*Instruksi Tugas*
Pilih dan salin setiap baris materi di bawah yang memuat kata "pink". Huruf besar dan huruf kecil dibedakan.

*Daftar Entri*
········

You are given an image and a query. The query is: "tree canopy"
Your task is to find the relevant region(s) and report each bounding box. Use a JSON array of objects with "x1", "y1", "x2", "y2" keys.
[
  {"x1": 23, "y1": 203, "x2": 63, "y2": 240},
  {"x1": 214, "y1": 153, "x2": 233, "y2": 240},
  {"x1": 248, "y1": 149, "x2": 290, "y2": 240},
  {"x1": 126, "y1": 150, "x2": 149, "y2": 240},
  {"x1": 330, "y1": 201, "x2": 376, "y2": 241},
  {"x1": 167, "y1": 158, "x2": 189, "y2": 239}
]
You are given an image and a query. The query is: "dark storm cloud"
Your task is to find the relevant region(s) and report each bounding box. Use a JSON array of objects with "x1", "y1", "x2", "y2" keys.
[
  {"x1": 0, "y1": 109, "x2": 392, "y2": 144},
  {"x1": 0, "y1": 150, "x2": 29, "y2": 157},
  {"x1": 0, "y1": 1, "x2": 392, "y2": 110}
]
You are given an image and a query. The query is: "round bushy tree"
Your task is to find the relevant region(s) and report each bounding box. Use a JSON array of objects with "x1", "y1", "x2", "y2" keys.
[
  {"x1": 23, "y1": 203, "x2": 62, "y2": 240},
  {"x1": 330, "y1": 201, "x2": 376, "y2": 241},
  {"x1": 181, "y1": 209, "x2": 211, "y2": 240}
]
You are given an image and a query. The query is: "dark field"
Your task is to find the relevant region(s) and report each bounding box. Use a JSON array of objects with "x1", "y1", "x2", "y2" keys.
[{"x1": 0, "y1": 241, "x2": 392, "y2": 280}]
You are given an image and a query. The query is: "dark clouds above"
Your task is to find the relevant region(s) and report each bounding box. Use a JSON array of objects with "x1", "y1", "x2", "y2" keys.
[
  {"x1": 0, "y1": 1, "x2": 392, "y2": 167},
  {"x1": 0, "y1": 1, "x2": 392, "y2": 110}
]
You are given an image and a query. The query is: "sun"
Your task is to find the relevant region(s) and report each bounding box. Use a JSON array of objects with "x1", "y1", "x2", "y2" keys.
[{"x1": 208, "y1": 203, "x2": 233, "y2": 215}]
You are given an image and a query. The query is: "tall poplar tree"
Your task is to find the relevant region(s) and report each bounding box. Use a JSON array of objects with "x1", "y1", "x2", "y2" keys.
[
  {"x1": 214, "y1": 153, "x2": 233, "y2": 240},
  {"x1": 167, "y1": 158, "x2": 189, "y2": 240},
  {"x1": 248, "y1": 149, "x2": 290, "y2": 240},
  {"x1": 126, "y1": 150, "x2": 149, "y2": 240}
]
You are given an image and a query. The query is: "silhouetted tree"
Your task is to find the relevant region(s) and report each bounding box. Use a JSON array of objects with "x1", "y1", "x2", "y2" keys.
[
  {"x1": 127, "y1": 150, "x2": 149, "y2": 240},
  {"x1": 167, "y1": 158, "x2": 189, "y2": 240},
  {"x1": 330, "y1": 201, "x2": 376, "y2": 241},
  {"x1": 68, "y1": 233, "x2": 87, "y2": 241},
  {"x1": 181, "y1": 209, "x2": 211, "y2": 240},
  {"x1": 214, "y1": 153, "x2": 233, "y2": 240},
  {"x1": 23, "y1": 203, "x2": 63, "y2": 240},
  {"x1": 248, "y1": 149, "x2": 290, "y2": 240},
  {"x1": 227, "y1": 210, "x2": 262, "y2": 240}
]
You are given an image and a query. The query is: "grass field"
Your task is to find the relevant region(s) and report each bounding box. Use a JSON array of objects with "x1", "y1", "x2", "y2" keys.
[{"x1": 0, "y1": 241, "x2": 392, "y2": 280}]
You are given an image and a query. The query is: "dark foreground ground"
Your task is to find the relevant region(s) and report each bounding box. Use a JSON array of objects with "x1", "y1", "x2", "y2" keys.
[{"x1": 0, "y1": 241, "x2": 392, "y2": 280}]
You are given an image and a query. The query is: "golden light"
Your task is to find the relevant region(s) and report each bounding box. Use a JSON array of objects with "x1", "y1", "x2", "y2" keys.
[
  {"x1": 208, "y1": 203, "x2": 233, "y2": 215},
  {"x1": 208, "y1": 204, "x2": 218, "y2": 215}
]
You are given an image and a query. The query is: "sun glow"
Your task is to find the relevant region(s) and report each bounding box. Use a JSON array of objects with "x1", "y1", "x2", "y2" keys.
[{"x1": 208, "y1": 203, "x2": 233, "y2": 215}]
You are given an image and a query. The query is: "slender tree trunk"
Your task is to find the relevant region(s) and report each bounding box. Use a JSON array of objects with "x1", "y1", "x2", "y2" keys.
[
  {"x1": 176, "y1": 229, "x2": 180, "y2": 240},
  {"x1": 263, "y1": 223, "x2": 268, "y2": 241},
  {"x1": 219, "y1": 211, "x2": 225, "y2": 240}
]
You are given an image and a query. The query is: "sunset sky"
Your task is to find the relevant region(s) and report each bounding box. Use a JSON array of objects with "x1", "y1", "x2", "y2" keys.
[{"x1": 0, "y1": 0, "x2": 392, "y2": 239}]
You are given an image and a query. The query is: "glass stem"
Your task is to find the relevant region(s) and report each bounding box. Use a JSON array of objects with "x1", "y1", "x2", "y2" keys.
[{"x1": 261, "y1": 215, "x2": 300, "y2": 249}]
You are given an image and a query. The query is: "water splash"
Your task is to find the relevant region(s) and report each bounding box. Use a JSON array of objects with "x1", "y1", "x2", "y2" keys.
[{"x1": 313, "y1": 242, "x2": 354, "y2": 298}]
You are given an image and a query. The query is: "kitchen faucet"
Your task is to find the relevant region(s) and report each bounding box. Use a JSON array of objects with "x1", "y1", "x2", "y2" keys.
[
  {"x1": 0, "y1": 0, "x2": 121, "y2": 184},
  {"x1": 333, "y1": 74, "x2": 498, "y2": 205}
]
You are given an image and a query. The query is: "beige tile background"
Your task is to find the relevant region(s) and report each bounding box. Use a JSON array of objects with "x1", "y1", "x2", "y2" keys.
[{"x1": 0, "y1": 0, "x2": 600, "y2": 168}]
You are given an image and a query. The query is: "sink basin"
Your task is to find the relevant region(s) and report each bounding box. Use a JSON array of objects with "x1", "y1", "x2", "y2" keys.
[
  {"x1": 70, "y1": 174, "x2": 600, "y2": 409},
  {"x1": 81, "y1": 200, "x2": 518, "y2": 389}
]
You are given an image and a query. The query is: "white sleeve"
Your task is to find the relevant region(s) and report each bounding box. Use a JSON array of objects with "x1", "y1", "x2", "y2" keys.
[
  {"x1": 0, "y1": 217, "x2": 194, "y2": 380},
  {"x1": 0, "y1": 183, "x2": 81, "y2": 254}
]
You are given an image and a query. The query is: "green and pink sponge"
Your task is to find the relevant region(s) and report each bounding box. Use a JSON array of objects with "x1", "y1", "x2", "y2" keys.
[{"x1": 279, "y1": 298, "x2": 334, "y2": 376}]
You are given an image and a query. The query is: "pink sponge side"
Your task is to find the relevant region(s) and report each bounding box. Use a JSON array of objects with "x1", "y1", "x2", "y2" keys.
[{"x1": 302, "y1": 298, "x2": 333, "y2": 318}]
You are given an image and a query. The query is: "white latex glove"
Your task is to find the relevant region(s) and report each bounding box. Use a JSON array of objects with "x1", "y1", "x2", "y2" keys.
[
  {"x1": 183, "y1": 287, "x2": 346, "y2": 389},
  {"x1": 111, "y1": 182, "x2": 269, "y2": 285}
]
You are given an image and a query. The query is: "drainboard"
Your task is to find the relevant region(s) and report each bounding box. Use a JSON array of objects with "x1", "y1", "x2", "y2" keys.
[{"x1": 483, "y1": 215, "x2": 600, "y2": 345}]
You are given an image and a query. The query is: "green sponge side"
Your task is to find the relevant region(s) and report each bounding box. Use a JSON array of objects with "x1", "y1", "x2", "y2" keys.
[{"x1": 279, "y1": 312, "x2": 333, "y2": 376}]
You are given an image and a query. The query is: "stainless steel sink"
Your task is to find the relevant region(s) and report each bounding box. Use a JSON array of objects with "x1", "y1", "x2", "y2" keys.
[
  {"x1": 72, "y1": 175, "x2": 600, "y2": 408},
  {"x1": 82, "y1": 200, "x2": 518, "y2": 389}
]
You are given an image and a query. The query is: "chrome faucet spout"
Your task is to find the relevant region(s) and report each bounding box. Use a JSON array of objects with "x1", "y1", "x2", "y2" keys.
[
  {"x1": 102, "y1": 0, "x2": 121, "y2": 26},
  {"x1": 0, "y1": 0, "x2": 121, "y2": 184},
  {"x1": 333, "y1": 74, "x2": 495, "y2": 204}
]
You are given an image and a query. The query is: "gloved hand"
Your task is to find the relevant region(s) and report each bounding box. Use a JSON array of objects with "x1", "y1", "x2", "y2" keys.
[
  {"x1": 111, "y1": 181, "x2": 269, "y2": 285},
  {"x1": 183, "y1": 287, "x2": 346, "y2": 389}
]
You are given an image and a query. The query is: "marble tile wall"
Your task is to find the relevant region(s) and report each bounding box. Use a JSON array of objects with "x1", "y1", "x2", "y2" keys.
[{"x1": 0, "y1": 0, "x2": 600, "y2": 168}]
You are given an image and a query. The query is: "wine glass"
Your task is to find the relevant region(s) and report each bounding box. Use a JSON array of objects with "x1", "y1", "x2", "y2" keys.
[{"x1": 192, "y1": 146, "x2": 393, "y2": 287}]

········

*Jawaban*
You are given an image and a query. The query is: "green and pink sponge"
You are given an image and a query. The query is: "pink sponge side"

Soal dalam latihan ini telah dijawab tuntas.